Prosegui la recensione del romanzo «Il mio gatto Jugoslavia» riprendendo subito dopo la sua ultima frase.

TESTO FORNITO =>

----------------------------------------

IL MIO GATTO JUGOSLAVIA di Pajtim Statovci


Quando mi chiedono come mi chiamo, a volte dico il mio vero nome, ma spesso rispondo Michael o Jon, Alberto o Henry, così riesco ad evitare la seconda domanda: E da dove vieni?


3 aprile 2024

Identità, luoghi, radici. Il romanzo di formazione del giovane Statovci.

E’ davvero impossibile non lasciarsi travolgere dalle storie di Emine e di Bekim. Storie di crescita, di sogni che si schiantano contro la realtà, di spostamenti fisici e viaggi mentali in cui la morte appare sempre come l’unico capolinea.

Questo è il primo romanzo di Pajtim Statovci. E’ il romanzo in cui si racconta, una presentazione aspra e disincantata, poetica e dilaniante. Una storia che parte dalle radici in Kosovo, dove è nato, e arriva alla fine di un percorso di vita tormentato e sofferto in Finlandia, dove è cresciuto.

I gatti sono il filo conduttore. Insieme alla morte, che aleggia ovunque. Gatti come specchi riflettenti, adorabili e graffianti grilli parlanti, coscienza e monito per i due protagonisti.

----------------------------------------

Record di annotazione a punti
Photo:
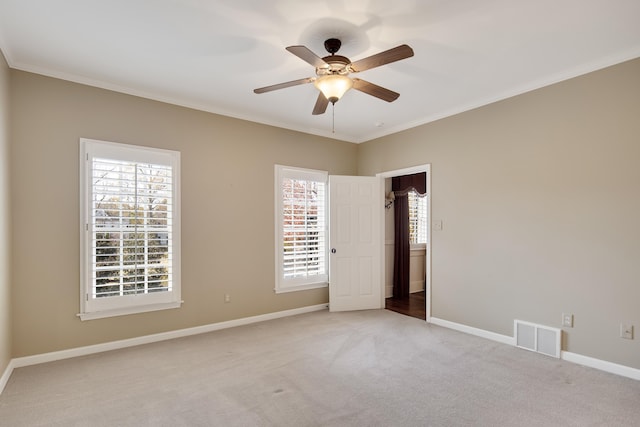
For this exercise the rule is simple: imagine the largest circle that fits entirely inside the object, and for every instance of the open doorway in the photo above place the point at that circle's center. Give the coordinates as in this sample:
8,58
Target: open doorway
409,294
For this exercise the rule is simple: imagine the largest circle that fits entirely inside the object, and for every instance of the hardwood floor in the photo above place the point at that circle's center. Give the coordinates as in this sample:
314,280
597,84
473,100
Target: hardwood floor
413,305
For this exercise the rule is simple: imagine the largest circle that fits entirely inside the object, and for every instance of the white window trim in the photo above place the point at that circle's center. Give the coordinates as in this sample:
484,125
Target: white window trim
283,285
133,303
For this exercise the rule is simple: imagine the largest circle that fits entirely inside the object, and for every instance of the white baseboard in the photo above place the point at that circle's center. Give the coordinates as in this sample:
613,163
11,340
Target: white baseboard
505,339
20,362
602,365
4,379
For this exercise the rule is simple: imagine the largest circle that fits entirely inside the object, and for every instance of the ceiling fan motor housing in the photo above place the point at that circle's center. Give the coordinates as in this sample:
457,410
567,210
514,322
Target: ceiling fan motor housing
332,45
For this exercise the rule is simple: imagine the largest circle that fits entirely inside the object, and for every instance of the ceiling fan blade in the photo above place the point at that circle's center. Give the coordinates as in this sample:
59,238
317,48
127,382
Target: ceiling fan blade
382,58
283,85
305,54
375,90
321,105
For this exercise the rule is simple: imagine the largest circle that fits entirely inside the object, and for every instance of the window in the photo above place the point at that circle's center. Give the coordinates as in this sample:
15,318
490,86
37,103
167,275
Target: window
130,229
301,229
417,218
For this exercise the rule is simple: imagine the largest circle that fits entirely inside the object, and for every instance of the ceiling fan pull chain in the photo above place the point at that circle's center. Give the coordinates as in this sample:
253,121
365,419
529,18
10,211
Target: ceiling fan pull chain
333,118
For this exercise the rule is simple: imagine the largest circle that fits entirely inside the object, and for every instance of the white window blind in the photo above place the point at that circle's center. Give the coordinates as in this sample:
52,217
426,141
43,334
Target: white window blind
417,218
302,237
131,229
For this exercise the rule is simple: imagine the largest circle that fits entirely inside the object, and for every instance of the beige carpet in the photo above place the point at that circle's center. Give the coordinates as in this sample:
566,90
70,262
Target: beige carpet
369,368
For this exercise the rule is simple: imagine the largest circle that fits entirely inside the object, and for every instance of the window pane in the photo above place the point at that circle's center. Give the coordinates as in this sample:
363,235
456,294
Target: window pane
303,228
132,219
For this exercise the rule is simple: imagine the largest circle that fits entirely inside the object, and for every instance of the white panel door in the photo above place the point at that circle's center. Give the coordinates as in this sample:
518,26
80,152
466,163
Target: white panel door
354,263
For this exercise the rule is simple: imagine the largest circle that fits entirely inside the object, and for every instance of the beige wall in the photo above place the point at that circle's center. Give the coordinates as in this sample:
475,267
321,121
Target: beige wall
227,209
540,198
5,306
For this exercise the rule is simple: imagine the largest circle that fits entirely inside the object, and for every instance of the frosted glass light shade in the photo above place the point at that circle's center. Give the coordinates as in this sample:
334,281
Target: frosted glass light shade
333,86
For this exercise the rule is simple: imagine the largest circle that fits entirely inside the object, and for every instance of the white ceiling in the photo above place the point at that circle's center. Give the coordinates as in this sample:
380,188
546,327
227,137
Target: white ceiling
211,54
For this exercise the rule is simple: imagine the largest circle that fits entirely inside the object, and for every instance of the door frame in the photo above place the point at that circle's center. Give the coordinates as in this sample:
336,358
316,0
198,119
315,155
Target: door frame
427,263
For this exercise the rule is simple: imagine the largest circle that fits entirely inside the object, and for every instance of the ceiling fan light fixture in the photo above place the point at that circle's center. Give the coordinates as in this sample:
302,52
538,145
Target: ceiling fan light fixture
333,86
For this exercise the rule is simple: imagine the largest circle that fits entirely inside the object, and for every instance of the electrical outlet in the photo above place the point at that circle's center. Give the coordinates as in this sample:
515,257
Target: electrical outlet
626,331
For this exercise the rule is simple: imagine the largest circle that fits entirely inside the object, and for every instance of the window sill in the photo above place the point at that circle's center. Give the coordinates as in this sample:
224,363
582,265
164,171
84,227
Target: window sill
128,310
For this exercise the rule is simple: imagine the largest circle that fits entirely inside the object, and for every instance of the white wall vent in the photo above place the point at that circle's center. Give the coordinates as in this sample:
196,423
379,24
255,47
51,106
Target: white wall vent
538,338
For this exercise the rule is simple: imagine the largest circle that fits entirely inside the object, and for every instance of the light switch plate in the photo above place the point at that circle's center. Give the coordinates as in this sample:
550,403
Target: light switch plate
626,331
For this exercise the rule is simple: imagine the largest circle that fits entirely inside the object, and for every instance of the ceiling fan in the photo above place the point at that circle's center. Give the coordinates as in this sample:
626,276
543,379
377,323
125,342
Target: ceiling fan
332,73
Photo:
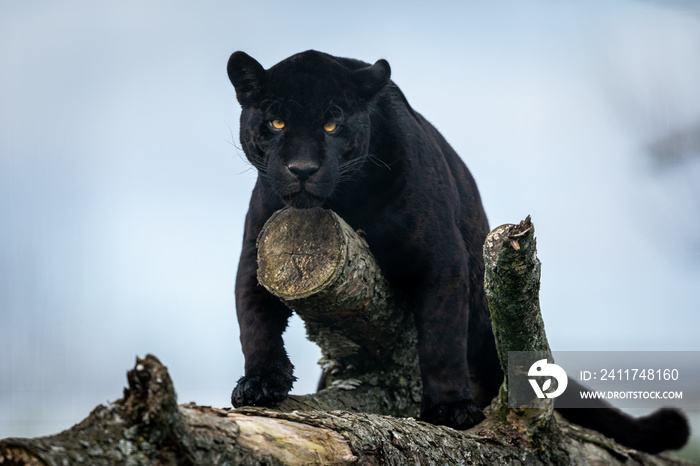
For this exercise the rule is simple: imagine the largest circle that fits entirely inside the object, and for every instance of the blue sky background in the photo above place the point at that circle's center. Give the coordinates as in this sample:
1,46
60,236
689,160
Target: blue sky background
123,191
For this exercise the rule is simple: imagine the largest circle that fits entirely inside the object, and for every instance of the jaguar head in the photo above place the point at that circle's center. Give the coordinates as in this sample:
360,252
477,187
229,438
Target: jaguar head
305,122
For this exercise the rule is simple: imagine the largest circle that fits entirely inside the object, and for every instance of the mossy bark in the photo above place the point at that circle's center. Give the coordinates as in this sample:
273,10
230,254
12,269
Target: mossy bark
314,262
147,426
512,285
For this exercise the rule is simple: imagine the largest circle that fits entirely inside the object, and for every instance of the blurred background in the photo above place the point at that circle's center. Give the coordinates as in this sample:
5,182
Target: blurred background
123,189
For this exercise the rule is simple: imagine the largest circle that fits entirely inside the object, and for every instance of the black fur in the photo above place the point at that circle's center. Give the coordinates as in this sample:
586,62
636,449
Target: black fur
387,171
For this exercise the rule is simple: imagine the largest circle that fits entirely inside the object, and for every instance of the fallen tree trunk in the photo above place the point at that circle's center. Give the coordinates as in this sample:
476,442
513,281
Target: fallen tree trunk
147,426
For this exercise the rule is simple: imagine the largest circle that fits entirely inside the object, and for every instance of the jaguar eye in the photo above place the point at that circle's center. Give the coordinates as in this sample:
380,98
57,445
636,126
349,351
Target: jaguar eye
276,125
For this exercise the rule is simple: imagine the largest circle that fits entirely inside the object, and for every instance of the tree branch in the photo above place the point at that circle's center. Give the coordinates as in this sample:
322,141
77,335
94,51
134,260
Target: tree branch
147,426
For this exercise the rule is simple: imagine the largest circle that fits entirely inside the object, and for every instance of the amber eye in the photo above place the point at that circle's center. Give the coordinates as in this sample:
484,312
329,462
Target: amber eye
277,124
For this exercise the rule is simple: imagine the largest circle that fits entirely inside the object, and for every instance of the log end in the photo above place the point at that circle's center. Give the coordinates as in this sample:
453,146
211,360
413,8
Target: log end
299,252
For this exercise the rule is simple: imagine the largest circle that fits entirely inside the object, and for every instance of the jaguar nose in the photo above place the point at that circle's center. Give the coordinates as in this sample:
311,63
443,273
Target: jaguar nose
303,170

----------------------------------------

RISPOSTA =>
Lei, Emine, diciassettenne nella primavera del 1980, schiacciata dalle convenzioni e dall’assenza di prospettive future. Nella provincia più sperduta del Kosovo sogna l’occidente ma sa che il suo destino è tutt’altro, E’ una donna, non può studiare, non ha talenti, non ha voce alcuna. L’unica sua dote è essere una brava casalinga. L’unica speranza è trovare un marito che sia buono con lei.

Lui, Bekim, quarto di cinque figli, è cresciuto in Finlandia, una terra estrema e misconosciuta, lontana anni luce dalla terra dei suoi genitori, il Kosovo. Del Kosovo, delle sue tradizioni, persino della sua lingua non conserva più nulla. Ormai le sue radici sono in quel nord freddo e asettico, che tuttavia lo respinge, lo giudica, lo vuole simile a sé ma gli rende impossibile diventarlo. Un immigrato dai capelli scuri e dal naso aquilino, guardato con sospetto, accusato di approfittare dello stato sociale finlandese, di non stare alle regole, di essere incivile e inutile. Una condizione che accompagna la sua infanzia e che finisce per allontanarlo dai suoi genitori, di cui si vergogna. La loro lingua stentata, il loro aspetto, le loro idee anacronistiche e fuori luogo.

Emine e Bakim sono le facce di una stessa medaglia. Lei incarna la giovinezza immolata nella speranza di un matrimonio felice, che puntualmente la deluderà nel profondo, insieme all’ideale maschile, crollato miseramente sotto i colpi della violenza e della noncuranza. La fuga, la speranza e il fallimento dell’integrazione all’estero. La famiglia disgregata, l’amore finito.

Lui è l’immigrato di seconda generazione, che si integra ma che cova solitudine, disincanto e odio. Guardato con sospetto, nonostante sia un ottimo studente e un cittadino diligente e corretto. Straniero in Finlandia, straniero in Kosovo. Senza radici, senza guida.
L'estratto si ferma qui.